TASK PROMPT:
When you reach the line that contains "of the asphalt" in the data below, copy it and every line after it exactly, adding nothing.
----- RECORDS SUPPLIED -----
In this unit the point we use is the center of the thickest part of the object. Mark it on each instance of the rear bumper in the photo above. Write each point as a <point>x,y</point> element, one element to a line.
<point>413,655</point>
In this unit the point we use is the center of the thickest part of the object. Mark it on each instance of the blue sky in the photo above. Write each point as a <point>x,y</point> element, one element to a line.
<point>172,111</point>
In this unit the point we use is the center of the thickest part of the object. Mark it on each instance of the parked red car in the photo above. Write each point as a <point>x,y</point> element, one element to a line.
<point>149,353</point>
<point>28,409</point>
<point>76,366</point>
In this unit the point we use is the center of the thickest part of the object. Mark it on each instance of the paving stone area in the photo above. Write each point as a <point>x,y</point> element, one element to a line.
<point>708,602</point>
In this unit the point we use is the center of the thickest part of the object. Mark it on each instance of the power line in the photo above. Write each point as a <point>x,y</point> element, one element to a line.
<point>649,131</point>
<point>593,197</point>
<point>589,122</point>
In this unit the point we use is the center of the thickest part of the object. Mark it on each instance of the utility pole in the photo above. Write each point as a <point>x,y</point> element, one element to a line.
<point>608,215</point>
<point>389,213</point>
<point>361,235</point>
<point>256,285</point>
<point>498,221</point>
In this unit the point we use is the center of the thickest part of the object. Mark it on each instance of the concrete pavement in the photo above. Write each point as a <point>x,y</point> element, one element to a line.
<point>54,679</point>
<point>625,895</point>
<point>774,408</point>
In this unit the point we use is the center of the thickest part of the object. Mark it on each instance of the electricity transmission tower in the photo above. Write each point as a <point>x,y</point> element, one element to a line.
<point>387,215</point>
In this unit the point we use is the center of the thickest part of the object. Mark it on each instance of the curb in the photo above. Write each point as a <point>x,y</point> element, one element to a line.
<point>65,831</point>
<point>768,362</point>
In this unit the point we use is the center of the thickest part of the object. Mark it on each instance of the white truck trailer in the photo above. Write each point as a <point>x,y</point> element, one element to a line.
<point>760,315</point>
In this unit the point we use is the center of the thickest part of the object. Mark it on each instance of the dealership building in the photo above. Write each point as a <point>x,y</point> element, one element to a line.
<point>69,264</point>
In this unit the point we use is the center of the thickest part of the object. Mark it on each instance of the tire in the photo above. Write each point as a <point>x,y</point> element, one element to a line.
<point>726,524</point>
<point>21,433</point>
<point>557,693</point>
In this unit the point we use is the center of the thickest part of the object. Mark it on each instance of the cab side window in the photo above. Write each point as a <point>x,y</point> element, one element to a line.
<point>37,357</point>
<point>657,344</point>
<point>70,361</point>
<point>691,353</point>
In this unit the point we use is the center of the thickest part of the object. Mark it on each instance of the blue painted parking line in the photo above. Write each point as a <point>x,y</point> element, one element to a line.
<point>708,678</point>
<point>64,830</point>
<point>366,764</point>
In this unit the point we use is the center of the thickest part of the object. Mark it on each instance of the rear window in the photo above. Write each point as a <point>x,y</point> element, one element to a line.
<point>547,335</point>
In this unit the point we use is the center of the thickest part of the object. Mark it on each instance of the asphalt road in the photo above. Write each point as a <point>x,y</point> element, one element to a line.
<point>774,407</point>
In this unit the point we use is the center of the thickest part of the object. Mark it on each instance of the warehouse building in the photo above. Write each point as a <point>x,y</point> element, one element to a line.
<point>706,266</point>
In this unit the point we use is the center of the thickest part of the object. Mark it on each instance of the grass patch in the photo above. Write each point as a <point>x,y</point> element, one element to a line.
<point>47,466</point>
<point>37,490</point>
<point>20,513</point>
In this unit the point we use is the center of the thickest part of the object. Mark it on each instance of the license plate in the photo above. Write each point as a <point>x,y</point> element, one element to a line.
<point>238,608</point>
-----
SOLUTION FOR THIS PROBLEM:
In this unit the point we use is the center of the thickest part of the object. Mark it on each instance of the asphalt road in the photo above. Write each point as a <point>x,y</point> element, one element to a line.
<point>774,407</point>
In this unit the point we use is the center of the thickest part of the object. Mark it on each instance of the warehouse building in the photo above. Write each point as a <point>x,y</point> element, one element to a line.
<point>706,266</point>
In this unit the point we use is the center of the thickest part of the object. Mark it on each instance of the grass patch in the photo above. Write each point as a <point>x,y</point> element, one element to a line.
<point>47,466</point>
<point>37,490</point>
<point>20,513</point>
In this unit the point we use is the center of the thickest part of the object. Mark it on each instance of the license plate in the photo above. Write each point as a <point>x,y</point> element, one element to a line.
<point>238,608</point>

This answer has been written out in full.